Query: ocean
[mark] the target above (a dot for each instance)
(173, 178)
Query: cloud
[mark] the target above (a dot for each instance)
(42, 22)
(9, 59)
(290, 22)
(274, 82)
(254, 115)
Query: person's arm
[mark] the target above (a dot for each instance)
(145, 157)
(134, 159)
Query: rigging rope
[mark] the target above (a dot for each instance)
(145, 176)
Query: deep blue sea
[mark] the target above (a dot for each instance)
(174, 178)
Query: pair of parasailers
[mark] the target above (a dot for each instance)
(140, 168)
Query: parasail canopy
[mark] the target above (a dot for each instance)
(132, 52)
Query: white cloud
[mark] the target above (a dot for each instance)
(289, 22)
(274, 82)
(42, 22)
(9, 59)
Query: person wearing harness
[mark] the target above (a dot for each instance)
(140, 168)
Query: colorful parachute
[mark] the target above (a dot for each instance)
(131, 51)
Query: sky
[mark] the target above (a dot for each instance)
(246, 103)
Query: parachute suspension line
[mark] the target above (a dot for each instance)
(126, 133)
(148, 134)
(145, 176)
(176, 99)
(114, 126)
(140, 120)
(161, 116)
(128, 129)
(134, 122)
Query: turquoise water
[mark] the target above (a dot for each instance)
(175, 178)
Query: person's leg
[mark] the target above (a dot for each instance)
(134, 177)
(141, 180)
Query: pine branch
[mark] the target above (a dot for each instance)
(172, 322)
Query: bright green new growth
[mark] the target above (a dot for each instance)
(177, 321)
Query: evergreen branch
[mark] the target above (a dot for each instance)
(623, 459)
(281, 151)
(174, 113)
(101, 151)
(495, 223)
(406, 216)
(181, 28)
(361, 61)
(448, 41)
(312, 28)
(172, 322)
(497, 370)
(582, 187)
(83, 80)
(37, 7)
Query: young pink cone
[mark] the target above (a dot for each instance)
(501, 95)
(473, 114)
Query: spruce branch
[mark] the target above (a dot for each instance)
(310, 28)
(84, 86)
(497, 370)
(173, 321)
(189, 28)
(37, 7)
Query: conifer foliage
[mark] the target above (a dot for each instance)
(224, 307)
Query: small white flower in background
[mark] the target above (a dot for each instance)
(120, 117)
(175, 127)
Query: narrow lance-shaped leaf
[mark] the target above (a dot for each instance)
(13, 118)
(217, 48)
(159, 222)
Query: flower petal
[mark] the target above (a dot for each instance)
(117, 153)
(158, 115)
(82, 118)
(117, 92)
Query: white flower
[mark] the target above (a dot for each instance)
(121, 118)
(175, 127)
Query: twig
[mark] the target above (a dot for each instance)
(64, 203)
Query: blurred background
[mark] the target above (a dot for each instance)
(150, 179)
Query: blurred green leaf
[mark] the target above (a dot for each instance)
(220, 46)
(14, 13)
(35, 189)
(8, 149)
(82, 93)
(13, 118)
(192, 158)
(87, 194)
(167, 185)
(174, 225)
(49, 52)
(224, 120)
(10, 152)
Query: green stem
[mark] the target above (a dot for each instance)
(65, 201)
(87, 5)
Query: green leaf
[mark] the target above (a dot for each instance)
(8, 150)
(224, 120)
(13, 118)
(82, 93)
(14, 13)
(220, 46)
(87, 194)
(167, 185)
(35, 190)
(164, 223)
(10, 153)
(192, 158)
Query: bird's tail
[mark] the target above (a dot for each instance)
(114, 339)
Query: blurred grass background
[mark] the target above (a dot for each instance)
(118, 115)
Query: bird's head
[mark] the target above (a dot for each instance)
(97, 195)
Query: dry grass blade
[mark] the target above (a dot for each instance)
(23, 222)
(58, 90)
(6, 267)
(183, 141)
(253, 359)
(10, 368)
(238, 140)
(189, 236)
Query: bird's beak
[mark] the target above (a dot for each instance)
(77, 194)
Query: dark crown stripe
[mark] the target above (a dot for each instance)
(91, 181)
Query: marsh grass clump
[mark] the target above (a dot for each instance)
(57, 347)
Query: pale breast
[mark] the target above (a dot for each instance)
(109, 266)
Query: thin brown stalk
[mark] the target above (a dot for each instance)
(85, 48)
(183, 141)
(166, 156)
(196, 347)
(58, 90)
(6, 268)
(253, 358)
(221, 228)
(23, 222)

...

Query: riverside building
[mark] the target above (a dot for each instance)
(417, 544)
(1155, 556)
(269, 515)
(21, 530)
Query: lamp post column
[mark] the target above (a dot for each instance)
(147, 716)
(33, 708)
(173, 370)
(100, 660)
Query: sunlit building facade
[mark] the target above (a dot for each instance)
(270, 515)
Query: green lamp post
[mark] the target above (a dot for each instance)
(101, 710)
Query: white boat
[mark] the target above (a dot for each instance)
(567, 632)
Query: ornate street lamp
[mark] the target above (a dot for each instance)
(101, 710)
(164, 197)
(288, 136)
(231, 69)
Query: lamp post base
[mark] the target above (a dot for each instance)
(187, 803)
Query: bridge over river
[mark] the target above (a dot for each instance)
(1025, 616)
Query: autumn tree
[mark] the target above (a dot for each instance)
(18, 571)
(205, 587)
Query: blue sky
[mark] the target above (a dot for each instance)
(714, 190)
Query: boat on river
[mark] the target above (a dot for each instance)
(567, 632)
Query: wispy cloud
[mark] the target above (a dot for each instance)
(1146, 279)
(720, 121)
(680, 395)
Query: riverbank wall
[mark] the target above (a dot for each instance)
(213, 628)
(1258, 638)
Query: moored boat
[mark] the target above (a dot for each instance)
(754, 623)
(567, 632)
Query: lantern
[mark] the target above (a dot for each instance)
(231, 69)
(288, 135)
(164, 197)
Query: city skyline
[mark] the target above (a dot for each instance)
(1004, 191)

▸ Problem to solve
Copy out the entries from the line with "Query: moored boat" to the line with "(1004, 191)", putting "hanging lamp" in place of "lantern" and keeping everything else as it is.

▸ Exercise response
Query: moored boat
[mark] the target above (a dot for each instance)
(754, 623)
(567, 632)
Query: hanging lamp
[mark] the target above (a dot for each instance)
(231, 69)
(288, 135)
(164, 197)
Query: city skyline
[mark] the target above (a dot for each instance)
(1004, 191)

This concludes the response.